TASK OBJECTIVE:
Rewrite every line in the data below, from the line holding "Exercise. Pick out the cloud" through the end, inclusive. Multiply each point coordinate by 0.3 and round it to a whole number, with halves rounding up; leave everything else unchanged.

-- Start of DATASET EXTRACT --

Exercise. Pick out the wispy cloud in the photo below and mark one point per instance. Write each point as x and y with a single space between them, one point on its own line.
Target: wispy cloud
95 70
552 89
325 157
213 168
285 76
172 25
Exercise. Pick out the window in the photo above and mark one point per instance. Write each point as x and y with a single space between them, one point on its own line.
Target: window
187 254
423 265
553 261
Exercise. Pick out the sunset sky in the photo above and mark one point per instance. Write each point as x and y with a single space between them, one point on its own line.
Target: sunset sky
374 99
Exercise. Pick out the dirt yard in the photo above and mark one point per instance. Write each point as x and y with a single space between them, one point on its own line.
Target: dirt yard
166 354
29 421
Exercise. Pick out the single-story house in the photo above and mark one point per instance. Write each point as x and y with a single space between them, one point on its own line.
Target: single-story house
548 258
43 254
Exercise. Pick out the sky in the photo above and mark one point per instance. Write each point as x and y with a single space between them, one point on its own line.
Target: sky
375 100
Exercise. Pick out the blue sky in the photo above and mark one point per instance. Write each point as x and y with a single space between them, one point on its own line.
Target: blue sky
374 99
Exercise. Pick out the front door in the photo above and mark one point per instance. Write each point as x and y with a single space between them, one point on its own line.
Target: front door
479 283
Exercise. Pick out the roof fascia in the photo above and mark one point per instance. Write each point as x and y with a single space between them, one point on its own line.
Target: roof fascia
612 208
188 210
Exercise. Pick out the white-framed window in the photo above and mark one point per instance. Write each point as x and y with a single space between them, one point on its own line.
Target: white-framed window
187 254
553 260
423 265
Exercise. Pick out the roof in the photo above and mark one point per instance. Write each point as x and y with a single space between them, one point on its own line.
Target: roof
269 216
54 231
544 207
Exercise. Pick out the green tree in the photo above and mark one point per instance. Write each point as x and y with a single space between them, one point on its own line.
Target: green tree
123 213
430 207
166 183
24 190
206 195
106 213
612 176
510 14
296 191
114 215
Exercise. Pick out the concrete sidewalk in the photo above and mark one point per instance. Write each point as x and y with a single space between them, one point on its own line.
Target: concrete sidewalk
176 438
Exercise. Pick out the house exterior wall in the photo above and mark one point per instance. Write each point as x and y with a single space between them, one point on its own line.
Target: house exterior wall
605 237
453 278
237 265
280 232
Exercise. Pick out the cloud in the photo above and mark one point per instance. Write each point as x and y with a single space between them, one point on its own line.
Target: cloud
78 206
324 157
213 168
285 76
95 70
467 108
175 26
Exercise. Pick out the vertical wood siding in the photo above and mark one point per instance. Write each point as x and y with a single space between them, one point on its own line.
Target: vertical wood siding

-- End of DATASET EXTRACT --

SOLUTION TO THIS PROBLEM:
Exercise. Pick out the cloud in the photo above and mark one point per instance. Write each point as x and y with a single space between them, one point on its own line.
Target: cloud
23 62
97 47
64 50
86 23
29 21
140 32
53 8
Exercise. Pick out the vertical wood siding in the photo above and mark one point per instance. Write each point as x and y with a single space between them, one point on its own line.
Target: vertical wood siding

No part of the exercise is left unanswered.